§ Document extract

▶

Chapter 4: Online Learning with River

In this and the coming three chapters, you will learn how to work with a library for online machine learning called River. Online machine learning is a part of machine learning in which models are designed in such a way that they can update their learned model on the reception of any new data point.

Online machine learning is the opposite of offline machine learning, which is the regular machine learning that you are probably already aware of. In general, in machine learning, a model will try to learn a mathematical rule that can perform a certain task. This task is learned on the basis of a number of data points. The mathematics behind these tasks is based on statistics and algorithmics.

In this chapter, you will discover how to work with online machine learning, and you will discover multiple types of online machine learning. You will go more in depth into the differences between online and offline machine learning. You will also see how to build online machine learning models using River in Python.

This chapter covers the following topics:

  • What is online machine learning?
  • River for online learning
  • A super simple example with River
  • A second example with River

Technical requirements

You can find all the code for this book on GitHub at the following link: https://github.com/PacktPublishing/Machine-Learning-for-Streaming-Data-with-Python. If you are not yet familiar with Git and GitHub, the easiest way to download the notebooks and code samples is the following:

  1. Go to the link of the repository.
  2. Go to the green Code button.
  3. Select Download ZIP.

When you download the ZIP file, unzip it in your local environment, and you will be able to access the code through your preferred Python editor.

Python environment

To follow along with this book, you can download the code in the repository and execute it using your preferred Python editor.

◀

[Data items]
▶

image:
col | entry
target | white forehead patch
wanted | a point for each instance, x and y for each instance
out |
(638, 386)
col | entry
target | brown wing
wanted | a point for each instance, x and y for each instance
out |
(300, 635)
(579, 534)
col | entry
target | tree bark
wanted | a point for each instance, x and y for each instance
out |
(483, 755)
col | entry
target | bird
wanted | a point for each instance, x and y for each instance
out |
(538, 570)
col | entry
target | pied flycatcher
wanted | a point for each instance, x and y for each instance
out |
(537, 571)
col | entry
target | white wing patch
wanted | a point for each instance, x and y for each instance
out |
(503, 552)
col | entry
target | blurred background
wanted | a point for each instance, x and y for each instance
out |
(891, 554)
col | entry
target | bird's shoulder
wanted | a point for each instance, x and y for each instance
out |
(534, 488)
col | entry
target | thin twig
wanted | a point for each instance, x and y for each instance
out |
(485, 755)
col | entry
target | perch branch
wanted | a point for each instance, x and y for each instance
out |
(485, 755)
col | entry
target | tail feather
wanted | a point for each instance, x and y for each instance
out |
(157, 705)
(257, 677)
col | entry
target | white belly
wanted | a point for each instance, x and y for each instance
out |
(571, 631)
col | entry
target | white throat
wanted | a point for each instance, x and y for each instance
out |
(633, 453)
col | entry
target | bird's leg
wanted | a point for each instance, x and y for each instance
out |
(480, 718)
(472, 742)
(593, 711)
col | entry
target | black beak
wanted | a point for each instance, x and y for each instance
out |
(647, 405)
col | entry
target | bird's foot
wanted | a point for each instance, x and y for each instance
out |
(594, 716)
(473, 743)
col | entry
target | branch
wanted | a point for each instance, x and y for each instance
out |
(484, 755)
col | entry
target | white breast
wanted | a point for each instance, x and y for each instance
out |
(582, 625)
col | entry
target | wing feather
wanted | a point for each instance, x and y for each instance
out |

◀

§ Problem description
How does the chapter on online learning with River go on? Continue it from its final sentence.

§ Result of this task
If you are not yet familiar with Python environments, I would advise you to check out Anaconda (https://www.anaconda.com/products/individual), which comes with the Jupyter Notebook and JupyterLabs, which are both great for executing notebooks. It also comes with Spyder and VSCode for editing scripts and programs.

If you have difficulty installing Python or the associated programs on your machine, you can check out Google Colab (https://colab.research.google.com/) or Kaggle Notebooks (https://www.kaggle.com/code), which both allow you to run Python code in online notebooks for free, without any setup to do.

Note

The code in the book will generally use Colab and Kaggle notebooks with Python version 3.7.13 and you can set up your own environment to mimic this.

What is online machine learning?

In machine learning, the most common way to train a model is to do a single training pass. The general steps in this approach are as follows:

  1. Data preparation.
  2. Create a train-test split.
  3. Do model benchmarking and hyperparameter tuning.
  4. Select the best model.
  5. Move this model to production.

This approach is called offline learning.

With streaming data, you can often use this type of model very well. You can build the model once, deploy it, and use it for predicting your input stream. You can probably track the performance metrics of your model, and when the performance starts to change, you can do an update or retraining of your model, deploy the new version, and let it set in the production environment as long as it works.

Online machine learning is a branch of machine learning that contains models that work very differently. They do not learn a full dataset at once, but rather, update the learned model (the decision rules for prediction) through sequential steps. Using such an approach, you can automatically update your model that is in production; it continues to learn on new data.

How is online learning different from regular learning?

The practice of building online learning systems takes a different angle at the machine learning problem than the offline machine learning approach. With offline learning, there is a real possibility to test what a model has learned, whereas, for online learning systems, this can change at any moment.

For some use cases, it is impossible to use offline learning. An example is forecasting use cases. In general, for forecasting, you predict a value in the future. To do so, you use the most recent data available to train and retrain your model. In many forecasting applications, machine learning models are retrained every time a new forecast must be predicted.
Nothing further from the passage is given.